(Saved data entries)
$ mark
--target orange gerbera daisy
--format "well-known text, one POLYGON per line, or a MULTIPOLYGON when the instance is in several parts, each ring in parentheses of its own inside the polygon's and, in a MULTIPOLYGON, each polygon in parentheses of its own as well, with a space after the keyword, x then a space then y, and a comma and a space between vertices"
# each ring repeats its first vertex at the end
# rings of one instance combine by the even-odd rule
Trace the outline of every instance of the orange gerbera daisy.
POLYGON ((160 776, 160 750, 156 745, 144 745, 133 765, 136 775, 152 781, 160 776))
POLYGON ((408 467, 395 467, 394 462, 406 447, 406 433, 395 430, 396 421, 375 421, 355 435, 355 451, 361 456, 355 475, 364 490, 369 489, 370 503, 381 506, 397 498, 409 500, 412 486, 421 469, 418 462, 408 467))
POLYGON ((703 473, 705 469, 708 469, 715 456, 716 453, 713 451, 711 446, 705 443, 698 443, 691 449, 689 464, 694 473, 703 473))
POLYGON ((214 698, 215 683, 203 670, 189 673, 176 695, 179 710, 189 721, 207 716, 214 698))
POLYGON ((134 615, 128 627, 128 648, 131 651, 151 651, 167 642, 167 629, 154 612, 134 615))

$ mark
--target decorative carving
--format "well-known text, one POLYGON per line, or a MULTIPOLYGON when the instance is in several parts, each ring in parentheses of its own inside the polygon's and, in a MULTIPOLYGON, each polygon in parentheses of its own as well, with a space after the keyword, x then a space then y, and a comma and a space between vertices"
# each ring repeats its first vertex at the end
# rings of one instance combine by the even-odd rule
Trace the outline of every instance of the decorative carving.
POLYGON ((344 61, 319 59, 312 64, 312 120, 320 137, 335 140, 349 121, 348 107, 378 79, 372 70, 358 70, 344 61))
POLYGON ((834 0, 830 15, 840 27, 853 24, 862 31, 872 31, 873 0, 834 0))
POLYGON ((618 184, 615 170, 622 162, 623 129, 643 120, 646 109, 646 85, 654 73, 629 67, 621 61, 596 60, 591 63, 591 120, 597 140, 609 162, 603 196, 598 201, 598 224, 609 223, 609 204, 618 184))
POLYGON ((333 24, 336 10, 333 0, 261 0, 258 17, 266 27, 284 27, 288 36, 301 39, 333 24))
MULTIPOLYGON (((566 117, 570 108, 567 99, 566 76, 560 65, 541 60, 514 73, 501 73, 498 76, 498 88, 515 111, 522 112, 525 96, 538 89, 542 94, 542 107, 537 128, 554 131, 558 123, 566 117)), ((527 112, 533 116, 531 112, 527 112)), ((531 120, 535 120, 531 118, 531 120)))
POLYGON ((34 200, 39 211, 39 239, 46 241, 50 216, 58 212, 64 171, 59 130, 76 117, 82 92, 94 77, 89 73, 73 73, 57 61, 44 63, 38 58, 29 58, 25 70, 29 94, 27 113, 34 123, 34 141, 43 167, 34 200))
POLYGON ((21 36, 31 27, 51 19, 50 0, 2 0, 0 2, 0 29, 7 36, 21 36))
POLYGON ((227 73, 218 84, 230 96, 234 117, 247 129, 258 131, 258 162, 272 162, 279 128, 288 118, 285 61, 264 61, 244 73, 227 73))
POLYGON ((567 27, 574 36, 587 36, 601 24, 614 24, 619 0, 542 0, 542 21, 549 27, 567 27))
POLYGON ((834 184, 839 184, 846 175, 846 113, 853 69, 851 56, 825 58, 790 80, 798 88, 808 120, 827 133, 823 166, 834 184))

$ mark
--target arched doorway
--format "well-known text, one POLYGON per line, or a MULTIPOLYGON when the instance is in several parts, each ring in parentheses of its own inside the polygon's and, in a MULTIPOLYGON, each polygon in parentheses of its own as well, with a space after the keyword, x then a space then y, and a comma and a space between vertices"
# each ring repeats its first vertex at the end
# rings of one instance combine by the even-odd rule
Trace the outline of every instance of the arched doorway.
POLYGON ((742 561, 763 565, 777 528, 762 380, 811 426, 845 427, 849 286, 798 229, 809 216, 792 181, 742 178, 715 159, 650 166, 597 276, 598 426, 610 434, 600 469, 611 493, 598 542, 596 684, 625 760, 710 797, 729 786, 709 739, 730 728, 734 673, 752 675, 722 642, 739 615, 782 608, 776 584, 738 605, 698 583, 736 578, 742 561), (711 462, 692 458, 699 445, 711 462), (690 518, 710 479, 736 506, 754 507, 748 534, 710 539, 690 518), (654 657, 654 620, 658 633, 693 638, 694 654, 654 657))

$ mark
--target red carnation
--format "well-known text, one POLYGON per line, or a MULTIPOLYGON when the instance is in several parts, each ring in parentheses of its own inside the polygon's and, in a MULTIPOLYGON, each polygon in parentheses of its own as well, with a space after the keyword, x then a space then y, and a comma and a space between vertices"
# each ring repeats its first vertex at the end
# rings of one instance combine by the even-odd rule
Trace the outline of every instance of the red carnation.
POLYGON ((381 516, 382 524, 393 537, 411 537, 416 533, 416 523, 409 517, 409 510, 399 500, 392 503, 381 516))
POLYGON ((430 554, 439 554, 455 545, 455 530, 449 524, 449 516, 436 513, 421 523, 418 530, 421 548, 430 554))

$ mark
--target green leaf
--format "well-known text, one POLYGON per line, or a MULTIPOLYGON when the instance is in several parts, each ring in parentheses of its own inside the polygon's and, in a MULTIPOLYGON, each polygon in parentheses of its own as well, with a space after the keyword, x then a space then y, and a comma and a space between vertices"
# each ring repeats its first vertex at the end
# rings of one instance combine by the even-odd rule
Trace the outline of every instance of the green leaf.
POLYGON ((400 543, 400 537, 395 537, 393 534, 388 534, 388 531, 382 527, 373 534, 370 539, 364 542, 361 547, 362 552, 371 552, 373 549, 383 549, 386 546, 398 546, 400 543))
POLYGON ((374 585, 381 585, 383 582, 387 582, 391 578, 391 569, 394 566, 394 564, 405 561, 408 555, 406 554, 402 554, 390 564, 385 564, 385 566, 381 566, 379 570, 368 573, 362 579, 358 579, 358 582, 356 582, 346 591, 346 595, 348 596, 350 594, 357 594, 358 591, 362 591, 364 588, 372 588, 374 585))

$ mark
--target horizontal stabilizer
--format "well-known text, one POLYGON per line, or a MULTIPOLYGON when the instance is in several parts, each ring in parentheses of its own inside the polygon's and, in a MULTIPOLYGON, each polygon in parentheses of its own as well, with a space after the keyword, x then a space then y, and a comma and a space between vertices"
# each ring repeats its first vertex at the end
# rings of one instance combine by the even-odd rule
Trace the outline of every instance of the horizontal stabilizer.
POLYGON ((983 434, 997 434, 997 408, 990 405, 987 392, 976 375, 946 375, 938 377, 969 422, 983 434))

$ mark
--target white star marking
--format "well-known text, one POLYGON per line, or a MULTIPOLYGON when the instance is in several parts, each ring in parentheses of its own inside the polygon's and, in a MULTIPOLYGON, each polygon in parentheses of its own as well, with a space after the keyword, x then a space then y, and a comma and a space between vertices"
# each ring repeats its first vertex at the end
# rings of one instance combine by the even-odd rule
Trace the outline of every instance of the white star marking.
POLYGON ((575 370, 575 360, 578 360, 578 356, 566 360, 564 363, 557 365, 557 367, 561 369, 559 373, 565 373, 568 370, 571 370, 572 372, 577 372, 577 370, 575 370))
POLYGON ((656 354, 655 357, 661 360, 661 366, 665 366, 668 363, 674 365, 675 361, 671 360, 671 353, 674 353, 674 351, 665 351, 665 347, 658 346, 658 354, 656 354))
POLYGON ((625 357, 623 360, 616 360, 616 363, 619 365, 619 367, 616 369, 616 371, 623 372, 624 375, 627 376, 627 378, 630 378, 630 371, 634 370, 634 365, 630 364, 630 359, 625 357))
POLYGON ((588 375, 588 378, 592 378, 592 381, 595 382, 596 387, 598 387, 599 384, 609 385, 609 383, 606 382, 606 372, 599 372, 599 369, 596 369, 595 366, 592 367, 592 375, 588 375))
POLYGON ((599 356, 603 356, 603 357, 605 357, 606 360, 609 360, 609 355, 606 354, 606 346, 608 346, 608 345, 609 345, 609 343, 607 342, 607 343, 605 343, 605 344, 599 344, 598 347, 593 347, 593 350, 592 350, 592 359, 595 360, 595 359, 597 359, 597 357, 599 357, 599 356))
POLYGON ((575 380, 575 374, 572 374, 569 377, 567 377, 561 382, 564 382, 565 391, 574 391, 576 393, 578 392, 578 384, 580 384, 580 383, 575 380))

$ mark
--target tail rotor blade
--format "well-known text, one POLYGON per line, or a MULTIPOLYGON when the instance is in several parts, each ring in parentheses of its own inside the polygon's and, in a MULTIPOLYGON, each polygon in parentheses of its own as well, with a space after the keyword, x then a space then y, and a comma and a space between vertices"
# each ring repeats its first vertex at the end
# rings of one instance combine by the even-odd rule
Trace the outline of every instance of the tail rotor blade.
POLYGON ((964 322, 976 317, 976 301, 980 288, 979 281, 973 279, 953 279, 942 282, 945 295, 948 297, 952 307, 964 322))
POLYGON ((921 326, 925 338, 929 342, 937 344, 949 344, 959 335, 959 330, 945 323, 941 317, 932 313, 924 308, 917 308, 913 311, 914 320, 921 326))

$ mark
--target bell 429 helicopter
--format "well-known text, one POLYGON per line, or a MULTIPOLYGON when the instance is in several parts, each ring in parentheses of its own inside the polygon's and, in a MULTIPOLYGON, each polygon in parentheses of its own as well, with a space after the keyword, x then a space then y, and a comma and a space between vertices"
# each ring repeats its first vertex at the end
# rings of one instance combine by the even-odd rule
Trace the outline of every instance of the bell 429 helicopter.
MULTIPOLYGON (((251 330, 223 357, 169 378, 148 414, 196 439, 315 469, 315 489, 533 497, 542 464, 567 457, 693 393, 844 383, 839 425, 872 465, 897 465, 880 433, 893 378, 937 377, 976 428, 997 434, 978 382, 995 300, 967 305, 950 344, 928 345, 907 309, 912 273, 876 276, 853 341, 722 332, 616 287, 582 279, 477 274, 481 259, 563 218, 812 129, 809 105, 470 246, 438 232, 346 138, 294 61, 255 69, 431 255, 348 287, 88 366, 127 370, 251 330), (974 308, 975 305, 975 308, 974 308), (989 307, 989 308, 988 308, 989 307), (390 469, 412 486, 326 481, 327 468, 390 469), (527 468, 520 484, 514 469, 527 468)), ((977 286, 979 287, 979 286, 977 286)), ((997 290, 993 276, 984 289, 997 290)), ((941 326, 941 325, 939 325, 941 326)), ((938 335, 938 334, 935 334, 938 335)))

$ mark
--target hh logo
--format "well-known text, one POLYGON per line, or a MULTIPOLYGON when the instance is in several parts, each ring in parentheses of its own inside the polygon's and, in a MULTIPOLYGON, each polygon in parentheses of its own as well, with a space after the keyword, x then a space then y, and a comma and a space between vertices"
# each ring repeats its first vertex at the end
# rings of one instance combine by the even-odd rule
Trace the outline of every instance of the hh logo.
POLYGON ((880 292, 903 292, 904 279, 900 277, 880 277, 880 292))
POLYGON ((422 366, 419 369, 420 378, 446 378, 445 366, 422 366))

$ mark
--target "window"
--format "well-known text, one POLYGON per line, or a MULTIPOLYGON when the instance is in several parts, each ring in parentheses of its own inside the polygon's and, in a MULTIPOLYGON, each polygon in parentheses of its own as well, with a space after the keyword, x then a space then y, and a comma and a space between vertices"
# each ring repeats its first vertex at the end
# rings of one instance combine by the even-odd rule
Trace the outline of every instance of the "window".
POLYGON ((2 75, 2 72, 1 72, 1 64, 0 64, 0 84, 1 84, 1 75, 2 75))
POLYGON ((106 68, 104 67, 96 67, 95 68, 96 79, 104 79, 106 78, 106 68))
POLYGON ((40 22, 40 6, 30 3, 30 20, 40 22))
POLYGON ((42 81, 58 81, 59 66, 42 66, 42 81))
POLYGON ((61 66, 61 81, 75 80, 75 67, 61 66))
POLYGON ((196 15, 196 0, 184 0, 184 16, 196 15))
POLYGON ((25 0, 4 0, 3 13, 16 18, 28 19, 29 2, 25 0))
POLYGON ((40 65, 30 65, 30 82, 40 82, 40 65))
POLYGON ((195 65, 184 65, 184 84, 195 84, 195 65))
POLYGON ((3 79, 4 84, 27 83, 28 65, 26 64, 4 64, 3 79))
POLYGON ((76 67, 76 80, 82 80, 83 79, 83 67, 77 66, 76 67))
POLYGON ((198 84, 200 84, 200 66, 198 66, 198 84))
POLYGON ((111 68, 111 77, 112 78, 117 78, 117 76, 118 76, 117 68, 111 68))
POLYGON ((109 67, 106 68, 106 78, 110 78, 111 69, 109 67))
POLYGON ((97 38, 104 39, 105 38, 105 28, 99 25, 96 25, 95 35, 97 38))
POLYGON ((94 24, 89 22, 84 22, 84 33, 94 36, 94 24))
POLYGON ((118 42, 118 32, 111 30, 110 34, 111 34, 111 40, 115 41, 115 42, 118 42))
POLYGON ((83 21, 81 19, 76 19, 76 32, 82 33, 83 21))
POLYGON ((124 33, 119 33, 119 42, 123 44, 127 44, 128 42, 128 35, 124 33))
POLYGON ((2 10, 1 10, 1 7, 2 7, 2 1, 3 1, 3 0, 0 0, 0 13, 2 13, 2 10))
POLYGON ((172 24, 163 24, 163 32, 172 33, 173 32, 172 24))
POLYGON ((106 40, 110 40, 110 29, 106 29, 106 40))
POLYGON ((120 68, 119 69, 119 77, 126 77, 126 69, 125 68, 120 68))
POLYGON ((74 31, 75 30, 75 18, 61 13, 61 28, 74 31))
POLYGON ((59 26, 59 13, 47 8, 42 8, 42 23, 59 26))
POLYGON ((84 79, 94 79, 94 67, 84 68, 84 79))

## SET PROBLEM
State how many lines of the listing above contain the word "marking". Case counts, and the answer is that number alone.

## RESULT FOR THIS EXERCISE
2